*** THE DATA Section Begins ***

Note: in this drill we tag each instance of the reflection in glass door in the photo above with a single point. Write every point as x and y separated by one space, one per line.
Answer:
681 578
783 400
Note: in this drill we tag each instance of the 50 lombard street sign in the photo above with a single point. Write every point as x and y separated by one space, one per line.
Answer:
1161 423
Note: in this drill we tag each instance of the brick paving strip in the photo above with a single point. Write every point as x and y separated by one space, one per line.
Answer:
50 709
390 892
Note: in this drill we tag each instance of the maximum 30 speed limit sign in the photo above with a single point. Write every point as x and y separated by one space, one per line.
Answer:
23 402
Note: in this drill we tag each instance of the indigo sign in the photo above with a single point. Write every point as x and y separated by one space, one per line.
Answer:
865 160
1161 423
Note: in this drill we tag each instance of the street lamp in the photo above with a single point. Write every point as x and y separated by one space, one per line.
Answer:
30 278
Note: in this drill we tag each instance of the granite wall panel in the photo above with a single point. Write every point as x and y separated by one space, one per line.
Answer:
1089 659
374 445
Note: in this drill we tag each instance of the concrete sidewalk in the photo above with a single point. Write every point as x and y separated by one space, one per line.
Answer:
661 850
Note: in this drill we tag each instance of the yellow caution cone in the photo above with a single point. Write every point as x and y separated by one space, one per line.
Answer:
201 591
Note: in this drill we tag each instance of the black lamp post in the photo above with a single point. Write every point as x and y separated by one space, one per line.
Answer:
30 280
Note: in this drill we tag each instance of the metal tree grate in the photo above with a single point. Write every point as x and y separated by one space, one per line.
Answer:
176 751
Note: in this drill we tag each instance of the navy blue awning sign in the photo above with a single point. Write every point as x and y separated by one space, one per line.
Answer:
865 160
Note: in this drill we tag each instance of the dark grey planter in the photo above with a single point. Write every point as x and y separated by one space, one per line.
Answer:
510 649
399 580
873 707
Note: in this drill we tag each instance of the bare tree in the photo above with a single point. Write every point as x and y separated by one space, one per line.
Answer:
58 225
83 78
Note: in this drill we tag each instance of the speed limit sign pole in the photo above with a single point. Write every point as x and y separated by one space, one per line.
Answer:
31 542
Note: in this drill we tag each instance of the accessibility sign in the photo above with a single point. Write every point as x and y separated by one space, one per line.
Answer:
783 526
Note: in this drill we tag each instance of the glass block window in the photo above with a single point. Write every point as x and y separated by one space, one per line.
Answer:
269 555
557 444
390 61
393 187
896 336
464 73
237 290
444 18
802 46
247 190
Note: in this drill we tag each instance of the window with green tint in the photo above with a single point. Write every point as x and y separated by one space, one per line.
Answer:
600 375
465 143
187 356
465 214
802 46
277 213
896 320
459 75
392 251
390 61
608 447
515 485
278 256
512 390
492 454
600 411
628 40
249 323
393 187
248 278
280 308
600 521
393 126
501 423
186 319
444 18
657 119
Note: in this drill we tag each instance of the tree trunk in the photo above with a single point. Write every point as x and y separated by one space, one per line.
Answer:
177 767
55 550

*** THE DATA Section Ends ***

▸ **EXERCISE DETAILS**: The lines to extract from the data above begin with the line containing "Note: in this drill we tag each instance of the navy" and end with the line containing "Note: in this drill we tag each instance of the glass". Extract them exactly, including both.

▸ **RESPONSE BELOW**:
Note: in this drill we tag each instance of the navy blue awning sign in the photo above with a single point. Write every point as x and y separated by one space, one per line.
Answer:
865 160
Note: in this drill we tag each instance of the dark grey planter in the photo above with a single point. Write every point as x and y separated by one space, one per line.
Answer:
510 649
399 580
873 707
Note: in this drill we tag each instance of the bare tree in the photo above with a single point. Write every point as x and y separated by one space, one per line.
Answer:
58 225
83 78
Note: in this drill we tag each instance of the speed limit sign pole in the photo above with a single point. Write every point as x and y separated by one space, one per line.
Answer:
31 542
Note: in this drill we tag each instance of the accessibility sign in the photo above with a single point. Write every point as x and y separated by one space, one per line.
Answer:
783 526
Note: in this drill we tag each instance of the glass block window in the photo above with a single point. Write every point as x and y separated by one space, one per line.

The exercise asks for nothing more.